### What is needed
Write out again every line of the entries from the line containing "line as [205,16]." through the end of the entries, notes and categories included, multiplying each answer coordinate by 2.3 and rounding it to a whole number, with halves going up. Leave the numbers in the notes, including the format samples, unchanged.

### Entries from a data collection

◇ ◇ ◇ ◇

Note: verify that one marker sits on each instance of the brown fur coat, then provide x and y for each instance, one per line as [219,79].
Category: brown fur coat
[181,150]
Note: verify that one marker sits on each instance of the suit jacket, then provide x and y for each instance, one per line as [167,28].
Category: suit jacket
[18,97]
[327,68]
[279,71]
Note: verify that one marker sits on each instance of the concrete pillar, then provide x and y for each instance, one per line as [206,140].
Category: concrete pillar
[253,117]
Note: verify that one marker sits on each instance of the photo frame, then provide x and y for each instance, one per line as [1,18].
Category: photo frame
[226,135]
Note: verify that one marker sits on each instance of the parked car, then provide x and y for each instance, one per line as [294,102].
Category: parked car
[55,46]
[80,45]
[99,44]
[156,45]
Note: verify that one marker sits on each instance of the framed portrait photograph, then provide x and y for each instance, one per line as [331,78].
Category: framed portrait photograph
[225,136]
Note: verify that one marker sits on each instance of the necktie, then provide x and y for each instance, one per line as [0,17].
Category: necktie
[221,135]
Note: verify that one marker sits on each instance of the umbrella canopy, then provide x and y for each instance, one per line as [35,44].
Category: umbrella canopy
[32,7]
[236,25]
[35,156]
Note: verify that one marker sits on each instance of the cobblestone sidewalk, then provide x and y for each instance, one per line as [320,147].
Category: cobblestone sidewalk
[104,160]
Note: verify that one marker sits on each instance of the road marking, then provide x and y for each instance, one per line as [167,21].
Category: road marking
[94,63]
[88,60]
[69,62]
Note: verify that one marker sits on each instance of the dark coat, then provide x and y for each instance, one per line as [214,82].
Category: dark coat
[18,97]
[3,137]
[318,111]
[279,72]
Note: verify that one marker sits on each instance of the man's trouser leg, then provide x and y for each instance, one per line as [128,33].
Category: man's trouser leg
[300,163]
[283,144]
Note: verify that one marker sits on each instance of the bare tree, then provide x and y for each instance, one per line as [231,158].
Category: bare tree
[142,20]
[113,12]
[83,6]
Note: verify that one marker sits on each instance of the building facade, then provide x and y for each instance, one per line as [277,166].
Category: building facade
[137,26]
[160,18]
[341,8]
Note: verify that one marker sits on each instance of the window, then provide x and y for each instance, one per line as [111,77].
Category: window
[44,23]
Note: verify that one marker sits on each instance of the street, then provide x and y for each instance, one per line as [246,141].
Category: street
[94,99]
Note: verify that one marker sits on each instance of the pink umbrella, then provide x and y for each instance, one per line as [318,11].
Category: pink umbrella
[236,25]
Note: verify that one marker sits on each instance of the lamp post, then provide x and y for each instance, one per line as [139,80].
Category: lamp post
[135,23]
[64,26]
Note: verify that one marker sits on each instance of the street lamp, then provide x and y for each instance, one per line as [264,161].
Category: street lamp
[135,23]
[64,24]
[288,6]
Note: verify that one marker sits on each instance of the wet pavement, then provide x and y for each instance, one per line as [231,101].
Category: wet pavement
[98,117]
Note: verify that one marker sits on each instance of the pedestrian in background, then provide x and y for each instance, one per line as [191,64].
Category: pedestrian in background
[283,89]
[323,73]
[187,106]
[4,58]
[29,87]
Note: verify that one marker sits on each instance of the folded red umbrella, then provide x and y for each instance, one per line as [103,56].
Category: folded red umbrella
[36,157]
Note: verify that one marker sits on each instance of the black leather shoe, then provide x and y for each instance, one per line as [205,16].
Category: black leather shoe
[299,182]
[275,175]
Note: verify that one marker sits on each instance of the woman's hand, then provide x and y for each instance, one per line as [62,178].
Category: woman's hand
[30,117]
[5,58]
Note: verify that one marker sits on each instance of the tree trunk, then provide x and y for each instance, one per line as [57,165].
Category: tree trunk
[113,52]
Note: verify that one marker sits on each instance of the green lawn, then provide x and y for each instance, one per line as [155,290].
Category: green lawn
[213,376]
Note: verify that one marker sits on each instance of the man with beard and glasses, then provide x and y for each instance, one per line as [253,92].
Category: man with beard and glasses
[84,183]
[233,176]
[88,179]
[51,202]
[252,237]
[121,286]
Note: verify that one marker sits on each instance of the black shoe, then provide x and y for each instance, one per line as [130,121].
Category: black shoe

◇ ◇ ◇ ◇

### Response to the task
Note: verify that one marker sits on each instance of the black leather shoe, then provide x and y for each instance, one per line as [205,16].
Category: black leather shoe
[688,419]
[633,403]
Note: verify that one marker sits on each instance of the woman's hand, then provide x and y for each instance, one per line as [62,178].
Category: woman's hand
[69,269]
[12,133]
Note: verify that one marker sits on each instance of the tree trunk, then provide x and y for each instance, one per line as [57,165].
Category: tree trunk
[260,120]
Note: verify that one marker sits on each instance of the green lawn, then provide x and y for each instance, one per line as [155,290].
Category: green lawn
[490,865]
Note: verify that one marker sits on each instance of the man with beard and glasses, then provide x and y for each instance, one per line as [253,92].
Category: man with beard and glasses
[193,421]
[536,405]
[202,412]
[117,465]
[580,545]
[278,658]
Note: verify that one marker sits on each instance of the black shoe, then provide x and y for each instance, one per line as [130,121].
Category: black shoe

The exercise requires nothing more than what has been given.